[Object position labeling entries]
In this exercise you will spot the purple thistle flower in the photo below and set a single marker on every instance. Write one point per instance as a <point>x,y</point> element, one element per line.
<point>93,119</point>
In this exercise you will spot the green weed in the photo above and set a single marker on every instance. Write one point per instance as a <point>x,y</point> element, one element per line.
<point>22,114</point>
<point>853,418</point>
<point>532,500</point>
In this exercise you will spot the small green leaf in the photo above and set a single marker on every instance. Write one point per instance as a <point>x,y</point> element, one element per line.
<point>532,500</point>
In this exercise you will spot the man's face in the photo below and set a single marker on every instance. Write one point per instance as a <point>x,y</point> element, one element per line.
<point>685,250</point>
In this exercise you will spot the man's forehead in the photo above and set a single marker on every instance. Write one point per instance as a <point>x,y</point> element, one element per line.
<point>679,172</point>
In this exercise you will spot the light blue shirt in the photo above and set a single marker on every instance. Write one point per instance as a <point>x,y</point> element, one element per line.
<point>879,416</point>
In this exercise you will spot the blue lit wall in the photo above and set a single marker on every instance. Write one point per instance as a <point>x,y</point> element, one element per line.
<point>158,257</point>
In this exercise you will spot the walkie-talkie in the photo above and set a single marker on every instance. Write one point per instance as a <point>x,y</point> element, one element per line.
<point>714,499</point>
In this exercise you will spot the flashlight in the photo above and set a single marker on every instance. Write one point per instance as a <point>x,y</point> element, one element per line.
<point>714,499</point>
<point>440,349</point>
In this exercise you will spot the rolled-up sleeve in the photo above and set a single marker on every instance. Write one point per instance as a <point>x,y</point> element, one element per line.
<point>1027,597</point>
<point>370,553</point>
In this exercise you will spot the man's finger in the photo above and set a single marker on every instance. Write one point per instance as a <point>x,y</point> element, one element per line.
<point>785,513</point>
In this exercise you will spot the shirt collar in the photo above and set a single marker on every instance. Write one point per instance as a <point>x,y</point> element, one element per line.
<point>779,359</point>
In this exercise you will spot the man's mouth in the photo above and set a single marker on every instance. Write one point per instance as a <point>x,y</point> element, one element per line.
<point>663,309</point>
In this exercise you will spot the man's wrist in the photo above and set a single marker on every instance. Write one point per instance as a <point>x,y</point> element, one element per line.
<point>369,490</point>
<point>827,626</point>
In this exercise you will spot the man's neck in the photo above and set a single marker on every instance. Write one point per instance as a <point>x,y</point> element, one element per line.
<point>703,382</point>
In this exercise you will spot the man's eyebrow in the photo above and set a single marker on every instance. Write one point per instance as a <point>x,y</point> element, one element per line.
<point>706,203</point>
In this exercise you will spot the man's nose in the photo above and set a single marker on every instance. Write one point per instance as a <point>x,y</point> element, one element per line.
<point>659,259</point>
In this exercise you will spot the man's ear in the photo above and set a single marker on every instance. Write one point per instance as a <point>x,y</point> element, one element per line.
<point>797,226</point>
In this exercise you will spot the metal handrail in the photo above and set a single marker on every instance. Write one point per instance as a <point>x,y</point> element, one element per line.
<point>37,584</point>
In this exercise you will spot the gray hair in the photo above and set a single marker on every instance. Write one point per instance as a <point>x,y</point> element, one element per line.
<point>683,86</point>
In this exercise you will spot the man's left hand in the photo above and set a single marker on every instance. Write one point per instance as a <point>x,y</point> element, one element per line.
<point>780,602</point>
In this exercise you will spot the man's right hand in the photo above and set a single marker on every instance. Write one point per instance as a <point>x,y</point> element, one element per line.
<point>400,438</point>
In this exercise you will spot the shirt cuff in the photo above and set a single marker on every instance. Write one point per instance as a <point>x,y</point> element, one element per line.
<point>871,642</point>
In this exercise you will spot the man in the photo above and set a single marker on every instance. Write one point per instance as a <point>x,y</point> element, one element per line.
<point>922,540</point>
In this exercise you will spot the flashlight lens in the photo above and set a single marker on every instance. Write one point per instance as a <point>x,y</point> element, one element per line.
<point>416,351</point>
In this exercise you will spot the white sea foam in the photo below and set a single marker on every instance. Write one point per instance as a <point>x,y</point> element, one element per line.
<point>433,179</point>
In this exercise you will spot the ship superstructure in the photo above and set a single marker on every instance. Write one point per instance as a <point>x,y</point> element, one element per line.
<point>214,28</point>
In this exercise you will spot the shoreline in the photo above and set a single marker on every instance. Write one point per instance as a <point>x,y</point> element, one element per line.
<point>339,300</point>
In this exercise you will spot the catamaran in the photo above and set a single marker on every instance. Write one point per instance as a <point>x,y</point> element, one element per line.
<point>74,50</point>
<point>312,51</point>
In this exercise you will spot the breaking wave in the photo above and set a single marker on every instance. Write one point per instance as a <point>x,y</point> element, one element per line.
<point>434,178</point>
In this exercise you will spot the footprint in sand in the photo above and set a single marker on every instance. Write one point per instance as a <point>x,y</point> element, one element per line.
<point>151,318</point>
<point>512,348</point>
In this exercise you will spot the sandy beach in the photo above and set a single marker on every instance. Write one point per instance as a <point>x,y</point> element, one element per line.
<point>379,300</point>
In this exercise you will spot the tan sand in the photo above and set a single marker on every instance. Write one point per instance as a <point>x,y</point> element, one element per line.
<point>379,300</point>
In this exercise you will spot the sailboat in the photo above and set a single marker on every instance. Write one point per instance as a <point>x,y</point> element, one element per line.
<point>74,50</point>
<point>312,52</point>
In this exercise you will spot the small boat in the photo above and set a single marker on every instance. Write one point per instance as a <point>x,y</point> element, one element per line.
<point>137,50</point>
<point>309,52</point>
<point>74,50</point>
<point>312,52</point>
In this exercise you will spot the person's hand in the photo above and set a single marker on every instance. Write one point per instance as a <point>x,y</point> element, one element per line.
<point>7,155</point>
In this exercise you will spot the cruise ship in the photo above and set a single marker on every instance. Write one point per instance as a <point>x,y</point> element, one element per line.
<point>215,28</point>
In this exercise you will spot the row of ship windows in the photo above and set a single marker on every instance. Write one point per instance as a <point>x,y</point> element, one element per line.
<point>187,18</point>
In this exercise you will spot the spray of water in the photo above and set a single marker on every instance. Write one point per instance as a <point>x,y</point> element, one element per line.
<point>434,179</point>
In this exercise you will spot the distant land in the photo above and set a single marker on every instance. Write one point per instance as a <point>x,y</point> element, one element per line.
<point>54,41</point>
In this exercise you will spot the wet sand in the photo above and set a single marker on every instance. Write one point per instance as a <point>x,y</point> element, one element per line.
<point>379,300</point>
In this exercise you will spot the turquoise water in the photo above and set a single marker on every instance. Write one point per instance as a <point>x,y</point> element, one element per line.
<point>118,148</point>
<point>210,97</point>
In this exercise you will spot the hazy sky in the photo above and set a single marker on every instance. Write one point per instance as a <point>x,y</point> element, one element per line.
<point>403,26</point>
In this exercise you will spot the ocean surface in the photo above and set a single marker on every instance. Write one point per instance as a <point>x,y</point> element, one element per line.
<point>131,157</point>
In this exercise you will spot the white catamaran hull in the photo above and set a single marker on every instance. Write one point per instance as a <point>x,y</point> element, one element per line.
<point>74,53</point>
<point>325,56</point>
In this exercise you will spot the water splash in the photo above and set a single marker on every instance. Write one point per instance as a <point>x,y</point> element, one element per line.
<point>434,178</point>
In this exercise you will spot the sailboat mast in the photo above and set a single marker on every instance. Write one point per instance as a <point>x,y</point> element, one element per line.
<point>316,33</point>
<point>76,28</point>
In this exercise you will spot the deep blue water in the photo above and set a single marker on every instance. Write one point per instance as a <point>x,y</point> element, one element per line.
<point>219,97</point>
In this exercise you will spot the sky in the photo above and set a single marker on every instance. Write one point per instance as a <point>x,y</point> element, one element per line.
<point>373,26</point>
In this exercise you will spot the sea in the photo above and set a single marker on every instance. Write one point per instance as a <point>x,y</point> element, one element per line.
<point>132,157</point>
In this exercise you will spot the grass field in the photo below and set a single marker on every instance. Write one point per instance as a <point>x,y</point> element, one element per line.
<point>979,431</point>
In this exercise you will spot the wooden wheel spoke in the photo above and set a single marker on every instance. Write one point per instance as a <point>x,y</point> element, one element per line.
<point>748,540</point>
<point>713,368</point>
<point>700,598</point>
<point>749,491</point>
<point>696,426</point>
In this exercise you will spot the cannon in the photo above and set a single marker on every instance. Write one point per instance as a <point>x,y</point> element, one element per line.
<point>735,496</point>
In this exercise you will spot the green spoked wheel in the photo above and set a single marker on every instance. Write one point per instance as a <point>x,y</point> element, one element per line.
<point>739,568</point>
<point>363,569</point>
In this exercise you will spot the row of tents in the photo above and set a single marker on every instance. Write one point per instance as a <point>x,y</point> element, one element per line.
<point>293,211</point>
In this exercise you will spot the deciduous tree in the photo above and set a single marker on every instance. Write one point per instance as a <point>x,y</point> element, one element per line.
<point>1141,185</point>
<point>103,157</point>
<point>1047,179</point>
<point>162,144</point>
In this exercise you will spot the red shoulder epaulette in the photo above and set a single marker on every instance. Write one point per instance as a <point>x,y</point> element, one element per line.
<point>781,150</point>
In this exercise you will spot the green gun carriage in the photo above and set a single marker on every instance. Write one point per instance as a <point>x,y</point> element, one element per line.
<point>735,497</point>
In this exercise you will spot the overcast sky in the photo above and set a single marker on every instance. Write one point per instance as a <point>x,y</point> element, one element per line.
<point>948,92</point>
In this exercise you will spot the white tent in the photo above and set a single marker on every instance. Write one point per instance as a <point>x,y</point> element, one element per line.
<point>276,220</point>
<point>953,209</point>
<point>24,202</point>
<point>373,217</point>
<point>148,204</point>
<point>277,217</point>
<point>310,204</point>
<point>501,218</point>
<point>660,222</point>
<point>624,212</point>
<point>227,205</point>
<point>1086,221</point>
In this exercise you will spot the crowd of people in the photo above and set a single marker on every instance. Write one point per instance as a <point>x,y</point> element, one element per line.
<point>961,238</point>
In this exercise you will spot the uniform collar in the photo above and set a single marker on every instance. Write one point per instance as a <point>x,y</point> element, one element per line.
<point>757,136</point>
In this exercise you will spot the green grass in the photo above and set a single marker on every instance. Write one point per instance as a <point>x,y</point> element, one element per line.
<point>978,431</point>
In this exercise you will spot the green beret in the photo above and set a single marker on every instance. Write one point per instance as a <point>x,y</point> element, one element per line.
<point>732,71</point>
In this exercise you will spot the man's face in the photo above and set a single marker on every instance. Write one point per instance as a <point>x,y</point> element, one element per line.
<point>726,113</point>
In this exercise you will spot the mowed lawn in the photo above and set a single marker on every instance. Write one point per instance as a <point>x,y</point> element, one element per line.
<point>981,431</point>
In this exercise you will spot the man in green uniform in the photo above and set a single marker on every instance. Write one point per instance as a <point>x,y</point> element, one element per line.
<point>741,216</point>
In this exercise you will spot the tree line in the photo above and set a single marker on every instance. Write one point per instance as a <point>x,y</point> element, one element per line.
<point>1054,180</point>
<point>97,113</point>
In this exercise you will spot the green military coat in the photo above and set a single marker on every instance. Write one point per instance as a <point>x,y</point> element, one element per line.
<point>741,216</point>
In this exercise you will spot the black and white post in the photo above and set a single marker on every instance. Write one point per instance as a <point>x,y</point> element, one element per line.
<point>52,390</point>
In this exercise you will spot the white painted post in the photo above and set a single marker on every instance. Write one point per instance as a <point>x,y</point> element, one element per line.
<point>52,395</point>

_What you need to do_: Print from the line containing "man's face in the photo above" to the last line above, exactly as written.

_The completed task_:
In this exercise you will spot the man's face in the photo above and set a single marker on every instance. Write one point per instance as a <point>x,y</point> element, one element per line.
<point>726,113</point>
In this exercise you will spot the mowed lawn in the photo above and set a single marker on every instance. Write one point per instance as a <point>x,y</point> element, one element per line.
<point>981,431</point>
In this exercise you will spot the man in green uniform in the photo above and set a single marker on every instance. Write one point per instance as a <point>x,y</point> element, one element per line.
<point>741,216</point>
In this exercise you will spot the tree line in the photo above and set a single marker on every instance. Write one point per instance as a <point>x,y</point> element, one element per line.
<point>1054,180</point>
<point>97,113</point>
In this exercise you will spot the green military coat in the photo above and set a single marker on every instance. Write one point per instance as a <point>x,y</point> element, one element per line.
<point>741,216</point>
In this exercise you will spot the black and white post in the photo above and set a single marker on every instance. Write one point per instance as a <point>x,y</point> element, one element per line.
<point>52,390</point>
In this exercise you will spot the white painted post in the photo above and set a single marker on every instance. Write one point per instance as a <point>x,y</point> element, one element per line.
<point>52,395</point>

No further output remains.